• _What to do_: Write out the data below word for word, from its very start down to the line containing "positive clicks: (553, 271)", with that line included.

• _Material for the task_:
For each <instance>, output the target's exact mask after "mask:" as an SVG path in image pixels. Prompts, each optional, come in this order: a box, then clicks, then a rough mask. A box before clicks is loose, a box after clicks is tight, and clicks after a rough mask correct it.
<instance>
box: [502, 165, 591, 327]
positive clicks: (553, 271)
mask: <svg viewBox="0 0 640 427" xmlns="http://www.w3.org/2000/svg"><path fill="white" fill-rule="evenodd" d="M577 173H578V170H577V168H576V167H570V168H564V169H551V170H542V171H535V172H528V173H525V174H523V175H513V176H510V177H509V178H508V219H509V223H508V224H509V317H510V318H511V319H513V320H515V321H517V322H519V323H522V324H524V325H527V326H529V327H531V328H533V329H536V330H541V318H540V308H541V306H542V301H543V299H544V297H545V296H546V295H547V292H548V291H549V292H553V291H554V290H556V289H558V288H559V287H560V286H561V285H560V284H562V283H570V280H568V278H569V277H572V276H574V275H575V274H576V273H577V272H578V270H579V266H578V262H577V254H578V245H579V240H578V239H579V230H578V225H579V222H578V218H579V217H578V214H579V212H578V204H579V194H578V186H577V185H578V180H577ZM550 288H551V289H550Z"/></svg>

• _Response_:
For each <instance>, output the target's exact mask after "mask:" as an SVG path in image pixels. Prompts, each optional, come in this order: a box, then clicks, then a rough mask. A box before clicks is loose, a box after clicks is tight, and clicks after a rough mask correct it.
<instance>
box: [502, 165, 591, 327]
positive clicks: (553, 271)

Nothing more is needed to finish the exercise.